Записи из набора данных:
- - -
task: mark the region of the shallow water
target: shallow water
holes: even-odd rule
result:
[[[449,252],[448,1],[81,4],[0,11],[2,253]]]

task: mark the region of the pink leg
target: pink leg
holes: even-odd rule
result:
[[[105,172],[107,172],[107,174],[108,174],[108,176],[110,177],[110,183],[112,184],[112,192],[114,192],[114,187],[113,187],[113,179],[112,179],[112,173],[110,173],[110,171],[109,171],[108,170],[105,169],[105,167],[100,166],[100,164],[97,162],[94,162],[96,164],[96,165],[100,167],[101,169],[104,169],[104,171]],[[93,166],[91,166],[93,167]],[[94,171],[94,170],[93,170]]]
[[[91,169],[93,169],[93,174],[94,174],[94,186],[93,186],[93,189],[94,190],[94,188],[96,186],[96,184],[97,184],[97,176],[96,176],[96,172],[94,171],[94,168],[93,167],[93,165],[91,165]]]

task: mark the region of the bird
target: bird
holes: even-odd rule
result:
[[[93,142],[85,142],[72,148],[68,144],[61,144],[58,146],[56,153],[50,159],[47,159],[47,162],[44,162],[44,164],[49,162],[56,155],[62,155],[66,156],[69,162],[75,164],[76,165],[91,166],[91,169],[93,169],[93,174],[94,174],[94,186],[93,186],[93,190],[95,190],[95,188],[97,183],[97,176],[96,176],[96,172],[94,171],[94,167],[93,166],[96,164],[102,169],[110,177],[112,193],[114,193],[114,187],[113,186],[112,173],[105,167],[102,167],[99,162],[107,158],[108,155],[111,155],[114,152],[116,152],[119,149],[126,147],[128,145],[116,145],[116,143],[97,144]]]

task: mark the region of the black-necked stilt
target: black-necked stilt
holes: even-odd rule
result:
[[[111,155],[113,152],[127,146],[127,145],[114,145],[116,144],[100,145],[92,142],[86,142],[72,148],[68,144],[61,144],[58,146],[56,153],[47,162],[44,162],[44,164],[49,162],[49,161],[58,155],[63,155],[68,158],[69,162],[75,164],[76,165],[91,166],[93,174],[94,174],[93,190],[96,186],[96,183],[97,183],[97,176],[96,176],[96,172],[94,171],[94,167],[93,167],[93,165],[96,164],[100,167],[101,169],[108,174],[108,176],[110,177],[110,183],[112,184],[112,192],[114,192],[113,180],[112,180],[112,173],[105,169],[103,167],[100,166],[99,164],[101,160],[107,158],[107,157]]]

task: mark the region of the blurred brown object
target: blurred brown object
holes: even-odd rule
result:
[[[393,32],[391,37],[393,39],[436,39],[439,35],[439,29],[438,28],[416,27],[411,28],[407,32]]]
- - -
__КОРОТКАЯ ЗАДАЧА__: Представьте в виде нумерованного списка строки записей от строки с «task: mark the region of the black-necked» до конца записей включительно. Пустые строки не включайте.

__ПИСЬМЕННЫЙ ОТВЕТ__:
1. task: mark the region of the black-necked stilt
2. target: black-necked stilt
3. holes: even-odd rule
4. result:
5. [[[111,155],[113,152],[127,146],[127,145],[114,145],[116,144],[100,145],[92,142],[86,142],[72,148],[68,144],[61,144],[58,146],[56,153],[47,162],[44,162],[44,164],[49,162],[49,161],[58,155],[63,155],[68,158],[69,162],[75,164],[76,165],[91,166],[93,174],[94,174],[93,190],[96,186],[96,183],[97,183],[97,176],[96,176],[96,172],[94,171],[94,167],[93,167],[93,165],[96,164],[100,167],[101,169],[108,174],[108,176],[110,177],[110,183],[112,184],[112,192],[114,192],[113,180],[112,180],[112,173],[105,169],[103,167],[100,166],[99,164],[101,160],[107,158],[107,157]]]
6. task: mark the region of the blurred brown object
7. target: blurred brown object
8. holes: even-odd rule
9. result:
10. [[[393,32],[391,37],[393,39],[436,39],[439,35],[439,29],[438,28],[416,27],[411,28],[407,32]]]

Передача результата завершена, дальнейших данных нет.